■ **CONSIGNE ÉCRITE 1**
Veuillez recopier uniquement les lignes des enregistrements ci-dessous, en commençant par celle qui contient "I'd appreciate your help finding the concrete" et en terminant par celle qui contient "[0,250,30,293]", toutes deux incluses, consignes comprises. Dans les réponses, multipliez chaque coordonnée de boîte par 2,15 et arrondissez à l'entier, les demis vers le haut.

■ **EXTRAIT**
Je ne m'étais jamais vraiment demandé qui était Marlène Schiappa, secrétaire d'État chargée de l'égalité entre les femmes et les hommes, tout juste avais-je remarqué que cette jeune femme, venue d'on ne sait où, n'avait pas sa langue dans sa poche et n'hésitait pas à l'occasion, de prendre des positions tranchées - il paraît que l'on dit disruptives. Soit ! Après tout pourquoi pas !

Que la nouvelle majorité de 2017, toute neuve, sans histoire, sans passé, et avec à peu près autant de culture et de sens moral qu'un commercial ayant encore trois contrats à placer avant la fin de la journée, que cette majorité auto-proclamée en marche, eut besoin d'étendards clinquants, hauts en couleurs et de porte-flingues avec charme pour trancher avec les barbouzes de notre enfance, après tout pourquoi pas ! Elle n'avait pas vraiment de passé politique ! Pas d'histoires liées à l'ancien monde ! et une - petite- notoriété due surtout à son parcours professionnel et personnel à l'écart des sentiers habituels.

Que pour défendre l'égalité homme/femme, je devrais écrire femme/homme, il fût préférable de prendre une jeune femme, concernée au premier chef par le sujet du fait de sa carrière professionnelle, son jeune âge et ses jeunes enfants, derechef pourquoi pas ! Cela fait société civile tout à fait dans le genre de ce qu'il fallait pour amuser le chaland et abuser le petit peuple.

Que la majorité en difficulté depuis l'affaire Benalla et plus encore depuis le mouvement des gilets jaunes considère le grand débat national comme un moyen de s'en sortir en ayant l'air d'écouter la base et de se ressourcer en quelque légitimité tellement manquante, c'est après tout de bonne guerre et qu'elle mette en avant la jeune femme pour accompagner le chemin de Damas présidentiel soit ! A la guerre comme à la guerre ! et le politique quoiqu'on dise, en est une forme parfois policée ; parfois sublimée ; parfois non !

Et voici la jeune femme en quête d'un intellectuel pour l'accompagner sur les tréteaux médiatiques. Et elle le trouve en ce sinistre échotier plus habitué aux scandales provoqués par ses jeux de mots douteux que par le sérieux d'une pensée rigoureuse.

Quelle dégringolade ! quelle chute dans la fange, le caniveau !

Ce pouvoir qui, en ses débuts, se jurait demain ne pas faire comme les autres hier ; s'était vu en Jupiter et se flattait d'une filiation avec Ricœur, cette éminence aussi jeune que bientôt grise, qui crut pouvoir pourfendre la dialectique par un et en même temps aussi clinquant que confus, ce pouvoir, désormais, pas même deux années plus tard, usé par tant de suffisance et de mépris, n'a guère plus de dignité que Giscard en son temps avec Danièle Gilbert. Les recettes sont éculées ; éventées et leurs excellences nous prennent tellement pour des imbéciles qu'elles nous imaginent encore ne pas nous en rendre compte.

■ **ENREGISTREMENTS FOURNIS**
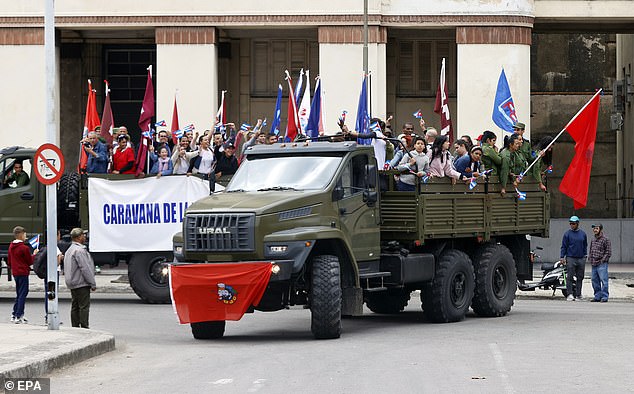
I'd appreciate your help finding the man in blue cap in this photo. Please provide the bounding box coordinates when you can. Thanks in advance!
[560,216,588,301]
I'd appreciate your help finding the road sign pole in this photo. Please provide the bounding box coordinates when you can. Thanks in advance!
[45,184,59,330]
[44,0,58,330]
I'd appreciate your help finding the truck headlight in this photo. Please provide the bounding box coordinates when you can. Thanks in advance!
[172,244,185,261]
[269,245,288,254]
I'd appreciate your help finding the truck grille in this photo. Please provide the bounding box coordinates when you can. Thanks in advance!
[184,213,255,252]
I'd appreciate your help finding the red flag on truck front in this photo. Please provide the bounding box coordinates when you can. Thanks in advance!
[169,262,271,324]
[559,90,601,209]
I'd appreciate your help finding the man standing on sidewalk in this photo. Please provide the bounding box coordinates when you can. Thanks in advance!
[560,216,588,301]
[64,228,97,328]
[7,226,38,324]
[588,223,612,302]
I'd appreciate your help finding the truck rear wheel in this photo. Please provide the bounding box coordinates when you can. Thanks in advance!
[190,320,225,339]
[421,249,475,323]
[128,252,173,304]
[471,243,517,317]
[365,289,410,315]
[310,255,341,339]
[57,172,79,229]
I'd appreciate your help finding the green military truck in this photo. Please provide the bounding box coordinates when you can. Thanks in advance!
[173,142,550,339]
[0,146,209,303]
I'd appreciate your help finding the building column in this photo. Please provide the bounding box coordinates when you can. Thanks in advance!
[319,26,387,134]
[0,27,46,148]
[155,27,218,135]
[456,26,532,146]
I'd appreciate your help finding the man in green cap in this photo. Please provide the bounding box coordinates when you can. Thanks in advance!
[513,122,534,164]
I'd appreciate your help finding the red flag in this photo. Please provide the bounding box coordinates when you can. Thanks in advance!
[101,81,114,146]
[434,57,453,144]
[214,90,227,127]
[170,96,182,144]
[79,79,101,172]
[134,66,154,175]
[284,70,299,141]
[169,262,271,324]
[559,90,601,209]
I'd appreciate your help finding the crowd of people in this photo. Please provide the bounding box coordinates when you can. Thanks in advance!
[82,111,552,194]
[339,117,552,195]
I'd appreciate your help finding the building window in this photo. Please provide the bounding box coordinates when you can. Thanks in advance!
[103,45,157,134]
[251,39,319,97]
[395,40,456,97]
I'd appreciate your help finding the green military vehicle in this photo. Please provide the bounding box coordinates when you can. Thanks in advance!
[0,146,209,303]
[173,142,550,339]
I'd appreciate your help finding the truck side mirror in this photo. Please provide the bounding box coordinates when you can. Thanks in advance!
[332,185,343,201]
[365,164,377,189]
[363,190,379,207]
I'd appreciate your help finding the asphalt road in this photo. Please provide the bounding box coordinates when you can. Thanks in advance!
[14,294,634,394]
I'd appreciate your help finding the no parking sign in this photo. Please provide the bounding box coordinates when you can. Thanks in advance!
[34,144,64,185]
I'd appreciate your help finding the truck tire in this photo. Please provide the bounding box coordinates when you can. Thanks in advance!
[365,290,410,315]
[190,320,225,339]
[128,252,173,304]
[421,249,475,323]
[471,243,517,317]
[310,255,341,339]
[57,172,79,229]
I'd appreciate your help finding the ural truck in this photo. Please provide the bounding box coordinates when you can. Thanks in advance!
[0,147,209,303]
[171,142,550,339]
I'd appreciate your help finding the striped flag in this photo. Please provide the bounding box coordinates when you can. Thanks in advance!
[101,81,114,146]
[134,66,154,176]
[28,234,40,249]
[271,84,282,135]
[339,109,348,125]
[216,90,227,125]
[170,94,179,144]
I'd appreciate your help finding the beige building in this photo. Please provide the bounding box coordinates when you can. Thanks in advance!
[0,0,634,217]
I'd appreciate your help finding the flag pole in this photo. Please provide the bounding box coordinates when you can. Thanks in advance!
[520,88,603,177]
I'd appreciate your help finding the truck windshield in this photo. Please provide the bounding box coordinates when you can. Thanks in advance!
[225,156,341,192]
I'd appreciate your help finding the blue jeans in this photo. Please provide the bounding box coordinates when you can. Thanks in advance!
[13,275,29,319]
[566,257,586,298]
[592,263,610,300]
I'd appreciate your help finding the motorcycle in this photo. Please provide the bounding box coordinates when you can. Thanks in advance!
[517,246,576,297]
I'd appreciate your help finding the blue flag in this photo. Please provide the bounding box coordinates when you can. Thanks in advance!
[306,78,321,138]
[492,69,517,133]
[28,234,40,249]
[271,84,282,135]
[355,76,372,145]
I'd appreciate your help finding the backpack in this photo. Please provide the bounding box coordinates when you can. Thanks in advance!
[33,246,47,279]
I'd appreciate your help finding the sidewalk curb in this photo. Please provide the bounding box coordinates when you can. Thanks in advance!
[0,326,115,379]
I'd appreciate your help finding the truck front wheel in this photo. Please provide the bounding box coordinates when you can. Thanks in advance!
[471,243,517,317]
[421,249,475,323]
[310,255,341,339]
[365,289,410,314]
[190,320,225,339]
[128,252,173,304]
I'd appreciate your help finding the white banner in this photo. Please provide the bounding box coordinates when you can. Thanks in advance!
[88,176,211,252]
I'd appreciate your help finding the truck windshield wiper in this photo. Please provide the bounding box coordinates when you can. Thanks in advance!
[258,186,297,192]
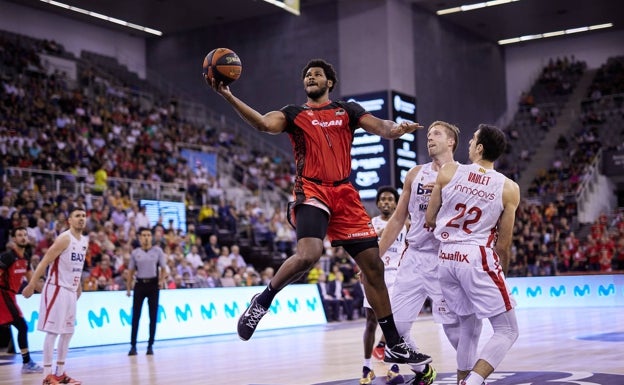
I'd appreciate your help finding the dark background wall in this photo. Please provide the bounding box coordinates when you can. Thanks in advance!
[146,0,506,162]
[146,4,340,151]
[412,7,506,163]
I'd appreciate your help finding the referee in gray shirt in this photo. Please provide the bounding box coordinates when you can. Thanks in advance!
[126,227,167,356]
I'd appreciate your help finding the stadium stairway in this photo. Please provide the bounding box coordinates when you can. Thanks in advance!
[518,69,598,196]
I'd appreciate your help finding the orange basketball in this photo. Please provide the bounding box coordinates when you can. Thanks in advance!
[203,48,243,85]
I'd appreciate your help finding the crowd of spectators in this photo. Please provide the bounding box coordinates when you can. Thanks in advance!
[509,200,624,277]
[0,30,624,318]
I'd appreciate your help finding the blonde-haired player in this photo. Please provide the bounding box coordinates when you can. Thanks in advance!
[424,124,520,385]
[379,121,481,385]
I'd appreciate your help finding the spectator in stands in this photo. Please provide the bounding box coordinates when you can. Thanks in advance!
[230,244,247,270]
[306,261,325,284]
[217,198,238,235]
[90,254,114,290]
[133,205,152,229]
[204,234,221,260]
[185,245,204,270]
[217,246,232,275]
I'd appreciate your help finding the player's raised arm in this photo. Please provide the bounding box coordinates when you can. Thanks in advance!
[425,163,457,229]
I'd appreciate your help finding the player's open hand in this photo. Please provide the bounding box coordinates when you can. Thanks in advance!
[22,284,35,298]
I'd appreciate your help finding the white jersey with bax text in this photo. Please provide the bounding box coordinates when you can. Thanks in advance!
[407,162,440,250]
[47,230,89,291]
[434,163,506,247]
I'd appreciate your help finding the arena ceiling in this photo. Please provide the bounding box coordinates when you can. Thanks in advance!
[11,0,624,41]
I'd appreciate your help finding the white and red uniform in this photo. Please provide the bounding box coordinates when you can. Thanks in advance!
[37,230,89,334]
[363,215,407,309]
[390,162,458,324]
[434,164,515,319]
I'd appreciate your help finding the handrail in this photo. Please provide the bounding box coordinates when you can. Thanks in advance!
[3,167,186,202]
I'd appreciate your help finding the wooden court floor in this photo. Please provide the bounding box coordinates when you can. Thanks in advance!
[0,307,624,385]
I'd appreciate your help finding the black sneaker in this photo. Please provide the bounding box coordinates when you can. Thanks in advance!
[384,337,431,365]
[238,294,269,341]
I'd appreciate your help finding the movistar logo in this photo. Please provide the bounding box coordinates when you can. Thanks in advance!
[574,285,589,297]
[223,302,240,318]
[176,303,193,322]
[269,300,282,314]
[287,298,299,313]
[550,285,565,297]
[527,286,542,298]
[24,311,39,333]
[87,308,110,329]
[598,284,615,297]
[306,297,317,311]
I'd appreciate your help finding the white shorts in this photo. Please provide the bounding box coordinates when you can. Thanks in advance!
[362,269,397,309]
[390,246,459,324]
[37,283,78,334]
[438,243,516,319]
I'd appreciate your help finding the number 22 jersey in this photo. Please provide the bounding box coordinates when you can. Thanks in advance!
[434,163,506,247]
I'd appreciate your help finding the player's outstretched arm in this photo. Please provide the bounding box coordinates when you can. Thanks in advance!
[22,234,69,298]
[494,178,520,275]
[379,166,421,255]
[359,114,424,139]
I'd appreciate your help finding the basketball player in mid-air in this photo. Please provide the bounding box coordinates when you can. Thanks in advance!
[22,207,89,385]
[207,59,431,364]
[360,186,407,385]
[426,124,520,385]
[379,121,481,385]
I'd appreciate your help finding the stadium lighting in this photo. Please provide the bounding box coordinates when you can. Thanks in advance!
[264,0,300,16]
[436,0,520,15]
[498,23,613,45]
[40,0,162,36]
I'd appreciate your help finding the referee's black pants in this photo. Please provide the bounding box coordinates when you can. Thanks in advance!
[130,279,160,347]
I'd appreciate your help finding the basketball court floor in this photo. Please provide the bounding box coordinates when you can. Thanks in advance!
[0,306,624,385]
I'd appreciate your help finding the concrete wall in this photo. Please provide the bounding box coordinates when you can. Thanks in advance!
[0,0,146,77]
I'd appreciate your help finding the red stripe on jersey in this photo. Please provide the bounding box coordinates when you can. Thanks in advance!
[43,284,61,328]
[485,227,496,247]
[50,257,60,286]
[479,246,512,311]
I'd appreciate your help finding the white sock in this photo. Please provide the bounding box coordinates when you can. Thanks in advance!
[462,372,484,385]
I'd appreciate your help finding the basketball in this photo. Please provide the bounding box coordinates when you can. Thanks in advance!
[203,48,243,86]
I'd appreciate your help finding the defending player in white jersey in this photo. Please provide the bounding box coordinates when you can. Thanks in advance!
[379,121,481,385]
[424,124,520,385]
[360,186,407,385]
[22,207,89,385]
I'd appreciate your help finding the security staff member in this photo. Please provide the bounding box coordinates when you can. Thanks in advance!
[126,227,167,356]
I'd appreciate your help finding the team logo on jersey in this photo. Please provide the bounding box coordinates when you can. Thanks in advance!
[311,119,342,127]
[439,251,470,263]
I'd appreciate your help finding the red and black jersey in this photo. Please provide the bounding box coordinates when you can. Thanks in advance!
[281,101,368,189]
[0,250,30,293]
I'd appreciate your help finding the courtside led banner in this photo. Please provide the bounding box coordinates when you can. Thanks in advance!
[11,285,327,351]
[507,275,624,308]
[344,91,391,200]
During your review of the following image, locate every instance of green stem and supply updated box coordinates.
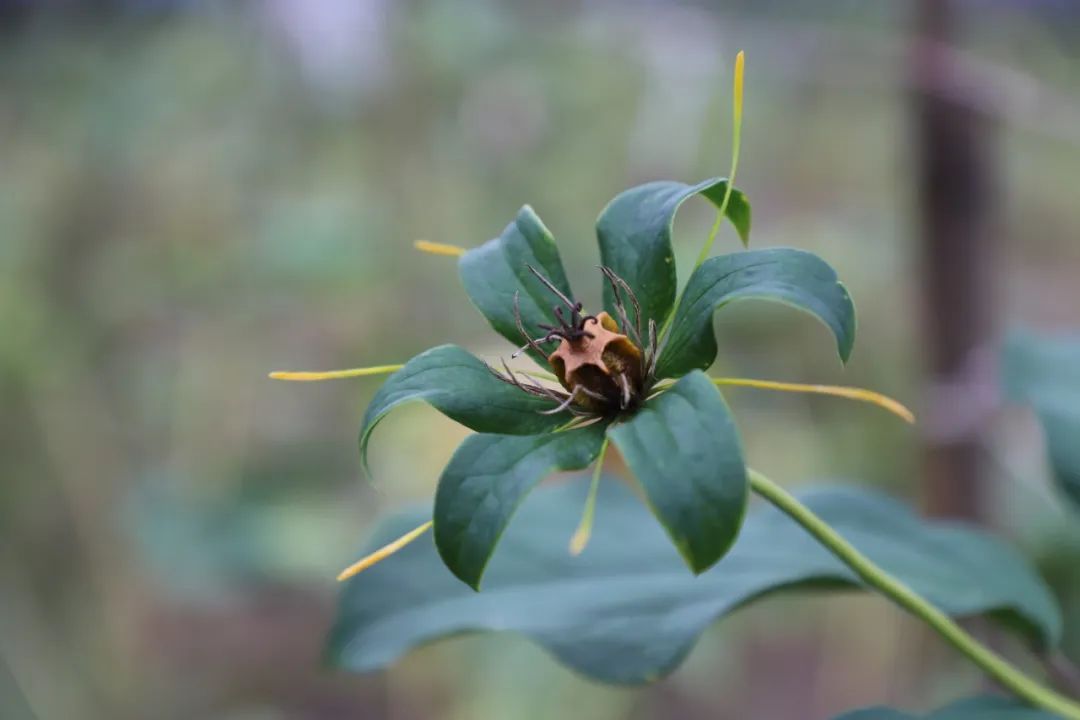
[747,470,1080,720]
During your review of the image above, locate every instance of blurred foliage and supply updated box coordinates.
[0,0,1080,719]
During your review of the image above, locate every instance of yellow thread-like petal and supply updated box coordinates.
[695,50,746,268]
[712,378,915,423]
[570,437,608,556]
[270,365,405,382]
[338,520,432,582]
[731,50,746,131]
[413,240,465,257]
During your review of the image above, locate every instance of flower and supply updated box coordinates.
[271,54,914,589]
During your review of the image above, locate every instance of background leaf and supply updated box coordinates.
[327,478,1062,683]
[360,345,572,465]
[458,205,573,368]
[596,178,751,326]
[610,372,750,572]
[835,697,1057,720]
[434,423,605,589]
[657,247,855,378]
[1003,332,1080,508]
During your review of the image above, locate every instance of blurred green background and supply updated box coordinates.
[0,0,1080,720]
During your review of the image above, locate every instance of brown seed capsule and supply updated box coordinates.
[548,312,643,411]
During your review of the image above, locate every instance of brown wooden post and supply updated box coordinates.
[910,0,999,518]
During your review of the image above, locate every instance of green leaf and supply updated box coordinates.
[657,247,855,378]
[1003,332,1080,507]
[834,696,1057,720]
[610,372,750,572]
[360,345,572,466]
[434,423,605,589]
[596,177,751,327]
[458,205,573,367]
[327,477,1062,683]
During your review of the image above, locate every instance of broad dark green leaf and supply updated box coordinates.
[458,205,573,367]
[434,423,605,589]
[610,372,750,572]
[835,697,1057,720]
[1003,332,1080,507]
[596,178,751,326]
[657,247,855,378]
[360,345,572,465]
[327,478,1062,683]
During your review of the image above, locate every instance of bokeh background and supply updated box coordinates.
[0,0,1080,720]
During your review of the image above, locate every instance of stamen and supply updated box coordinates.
[511,290,551,358]
[570,437,608,557]
[599,266,642,345]
[711,378,915,424]
[540,385,581,415]
[413,240,467,257]
[338,520,432,583]
[269,365,405,382]
[525,264,573,310]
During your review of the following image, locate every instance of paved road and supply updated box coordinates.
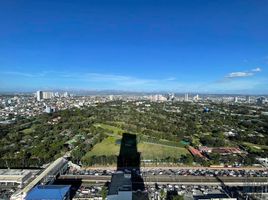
[59,175,268,185]
[82,166,268,171]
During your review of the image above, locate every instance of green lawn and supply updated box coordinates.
[85,136,120,157]
[94,123,125,135]
[22,128,34,135]
[85,136,188,160]
[242,142,268,153]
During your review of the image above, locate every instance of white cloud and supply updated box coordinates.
[225,67,261,79]
[251,67,261,72]
[225,72,254,78]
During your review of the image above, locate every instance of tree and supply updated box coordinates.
[101,186,108,200]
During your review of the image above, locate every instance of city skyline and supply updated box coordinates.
[0,1,268,94]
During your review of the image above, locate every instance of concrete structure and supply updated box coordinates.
[36,91,43,101]
[26,185,71,200]
[11,157,68,200]
[184,93,189,101]
[0,169,32,188]
[43,92,54,99]
[107,171,132,200]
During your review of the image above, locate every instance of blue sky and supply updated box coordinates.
[0,0,268,94]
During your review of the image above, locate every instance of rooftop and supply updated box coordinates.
[26,185,71,200]
[108,171,132,195]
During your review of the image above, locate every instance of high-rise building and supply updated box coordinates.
[184,93,189,101]
[194,94,199,101]
[234,97,238,103]
[246,96,251,103]
[36,91,43,101]
[63,92,70,98]
[43,92,54,99]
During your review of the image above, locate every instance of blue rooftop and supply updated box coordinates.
[26,185,71,200]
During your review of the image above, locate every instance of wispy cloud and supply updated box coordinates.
[225,72,254,78]
[225,67,261,79]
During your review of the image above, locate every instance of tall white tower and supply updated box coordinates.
[184,93,189,101]
[36,91,43,101]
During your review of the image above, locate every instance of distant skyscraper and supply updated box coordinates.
[234,97,238,103]
[194,94,199,101]
[36,91,43,101]
[43,92,54,99]
[246,96,251,103]
[63,92,70,98]
[257,97,266,105]
[184,93,189,101]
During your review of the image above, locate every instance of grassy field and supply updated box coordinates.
[22,128,34,135]
[94,123,125,135]
[85,136,188,160]
[243,142,268,153]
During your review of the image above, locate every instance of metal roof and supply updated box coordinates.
[26,185,71,200]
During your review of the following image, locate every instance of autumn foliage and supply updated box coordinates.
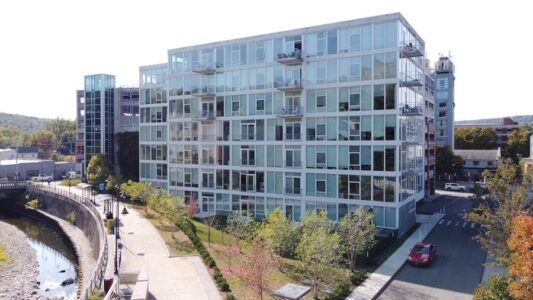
[507,214,533,299]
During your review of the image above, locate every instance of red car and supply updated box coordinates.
[407,243,437,266]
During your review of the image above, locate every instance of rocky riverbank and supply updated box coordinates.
[0,221,42,300]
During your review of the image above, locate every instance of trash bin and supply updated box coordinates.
[104,277,113,295]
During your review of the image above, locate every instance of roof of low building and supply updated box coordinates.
[453,149,501,160]
[17,147,39,153]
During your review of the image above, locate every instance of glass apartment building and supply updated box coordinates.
[84,74,115,170]
[139,14,426,234]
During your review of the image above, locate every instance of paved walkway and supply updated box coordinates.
[51,183,222,300]
[346,214,444,300]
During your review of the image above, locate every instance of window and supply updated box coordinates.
[285,146,302,168]
[285,122,301,140]
[241,146,255,166]
[316,152,326,169]
[316,174,326,196]
[437,78,448,89]
[316,95,326,108]
[339,175,360,200]
[285,173,301,195]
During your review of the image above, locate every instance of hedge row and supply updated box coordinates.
[178,220,230,292]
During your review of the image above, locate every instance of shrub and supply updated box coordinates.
[89,291,105,300]
[324,283,351,300]
[26,198,39,209]
[176,219,230,292]
[350,270,367,285]
[67,211,76,225]
[224,294,237,300]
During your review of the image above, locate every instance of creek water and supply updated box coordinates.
[0,214,78,299]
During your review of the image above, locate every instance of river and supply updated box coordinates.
[0,214,78,299]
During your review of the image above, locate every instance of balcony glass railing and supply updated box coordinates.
[274,79,303,91]
[277,49,303,65]
[278,106,304,117]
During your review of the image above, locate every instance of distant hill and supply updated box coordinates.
[0,112,50,132]
[454,115,533,125]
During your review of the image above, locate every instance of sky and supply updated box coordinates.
[0,0,533,120]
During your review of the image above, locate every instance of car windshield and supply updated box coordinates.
[411,246,429,254]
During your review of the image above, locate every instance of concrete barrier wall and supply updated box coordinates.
[27,187,102,260]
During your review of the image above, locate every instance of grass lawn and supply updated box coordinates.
[0,244,11,266]
[129,204,412,300]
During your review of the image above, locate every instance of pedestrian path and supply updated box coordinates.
[51,186,221,300]
[346,214,444,300]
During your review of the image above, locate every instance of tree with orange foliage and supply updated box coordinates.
[237,238,280,299]
[507,213,533,300]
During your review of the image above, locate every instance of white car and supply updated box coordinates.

■ **CONSIGNE ÉCRITE 2**
Transcrivez le passage de l'extrait ci-dessus en commençant à "Et voici la" et en terminant à "d'une pensée rigoureuse.".

■ **RÉPONSE CORRECTE 1**
I'd appreciate your help finding the concrete wall in this photo. Please provide the bounding box coordinates when you can. Thanks in advance!
[0,0,314,166]
I'd appreciate your help finding the red stripe on jersey in this photo. Please provide the bounding box coordinates when you can. Thanks in advance!
[92,611,131,705]
[1043,488,1066,531]
[108,553,129,615]
[1030,529,1101,669]
I'd appreciate your help finding the white sock in this photo. Please provide the bounding box coordinates when you can. Thanks in advance!
[993,800,1041,828]
I'd appreciate your help finding the basketball in this photo. Please provide the bounding box coordinates when you can. Thanks in advance!
[436,103,522,185]
I'd appreciate your help finding the defending player in white jersey in this photo. Please provide the bounding box coordinates when you can. Thanks in advance!
[815,260,1034,828]
[912,267,1118,828]
[774,400,875,828]
[47,445,191,828]
I'd appreciate your help finding the security staff member in this photo. Please provide the bounding box coordinates when you can. Thanks in advance!
[271,488,359,765]
I'd appreciate your help finding the team logo on jersey in this photo. Please provide the bounding box coordinates when you can. Thanks in advance!
[669,256,735,273]
[944,540,1011,565]
I'd appreciate your help finding the red and black jersey in this photo. Please provide the bounding box coordinates when you can. Thanks in advance!
[604,217,791,406]
[0,538,65,630]

■ **RÉPONSE CORRECTE 2**
Et voici la jeune femme en quête d'un intellectuel pour l'accompagner sur les tréteaux médiatiques. Et elle le trouve en ce sinistre échotier plus habitué aux scandales provoqués par ses jeux de mots douteux que par le sérieux d'une pensée rigoureuse.